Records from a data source
========

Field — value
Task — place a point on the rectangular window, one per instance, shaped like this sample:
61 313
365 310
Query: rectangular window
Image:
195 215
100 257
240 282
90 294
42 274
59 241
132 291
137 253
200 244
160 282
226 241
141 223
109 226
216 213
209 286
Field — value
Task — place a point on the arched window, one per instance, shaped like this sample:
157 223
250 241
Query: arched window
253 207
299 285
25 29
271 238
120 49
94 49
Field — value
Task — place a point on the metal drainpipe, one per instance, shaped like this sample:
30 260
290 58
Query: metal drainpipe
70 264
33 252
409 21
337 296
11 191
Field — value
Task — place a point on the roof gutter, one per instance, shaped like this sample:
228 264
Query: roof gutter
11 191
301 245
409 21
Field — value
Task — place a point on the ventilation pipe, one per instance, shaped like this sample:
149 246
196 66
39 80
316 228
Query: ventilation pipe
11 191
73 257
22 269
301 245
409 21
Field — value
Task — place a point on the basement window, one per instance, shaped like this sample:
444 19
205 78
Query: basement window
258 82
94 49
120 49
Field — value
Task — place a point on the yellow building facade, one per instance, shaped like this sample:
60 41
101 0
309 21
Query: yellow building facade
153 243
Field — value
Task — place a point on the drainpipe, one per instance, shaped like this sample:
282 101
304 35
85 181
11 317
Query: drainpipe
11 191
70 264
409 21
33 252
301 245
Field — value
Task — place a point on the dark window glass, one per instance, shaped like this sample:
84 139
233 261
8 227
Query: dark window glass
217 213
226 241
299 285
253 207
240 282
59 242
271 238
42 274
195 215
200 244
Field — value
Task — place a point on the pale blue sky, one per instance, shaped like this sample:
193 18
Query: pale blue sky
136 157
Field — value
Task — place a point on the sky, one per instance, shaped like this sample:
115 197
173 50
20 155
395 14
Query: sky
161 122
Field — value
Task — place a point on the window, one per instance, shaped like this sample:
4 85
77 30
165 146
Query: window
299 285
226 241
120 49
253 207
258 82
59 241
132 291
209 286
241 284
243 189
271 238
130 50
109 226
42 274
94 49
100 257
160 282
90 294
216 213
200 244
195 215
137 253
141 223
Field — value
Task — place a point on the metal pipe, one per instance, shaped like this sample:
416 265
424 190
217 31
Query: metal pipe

========

• [What is being asked]: Please restate, exactly as written, the line that holds "Task — place a point on the yellow" and all remaining lines of the data above, and only those.

• [Answer for this exercise]:
Task — place a point on the yellow building facade, one per instance, shaped like this sample:
60 41
101 0
309 21
Query: yellow building facade
153 243
Field — value
Task — place a point on the drainpipe, one per instance, shaped like this sample:
282 101
304 35
85 181
11 317
Query: drainpipe
11 191
70 264
409 21
33 252
301 245
Field — value
Task — place a point on the dark window glass, one per instance, shaped like this sample:
84 139
233 261
8 227
Query: dark window glass
217 213
226 241
299 285
253 207
240 282
59 242
271 238
42 274
195 215
200 244
Field — value
Task — place a point on the pale blue sky, one per instance, shaped like this sample:
193 18
Query: pale blue sky
136 157
Field — value
Task — place a point on the sky, one per instance, shaped like this sample:
115 197
173 50
20 155
395 14
Query: sky
161 122
Field — value
Task — place a point on the window, one per instance, shaped like this sample:
4 85
77 30
165 146
Query: window
299 285
226 241
120 49
253 207
258 82
59 241
132 291
209 286
241 284
243 189
271 238
130 50
109 226
42 274
94 49
100 257
160 282
90 294
216 213
200 244
195 215
137 253
141 223
Field — value
Task — place a point on the metal pipe, one per instance, shaped like this sample:
416 265
424 190
217 31
Query: metal pipe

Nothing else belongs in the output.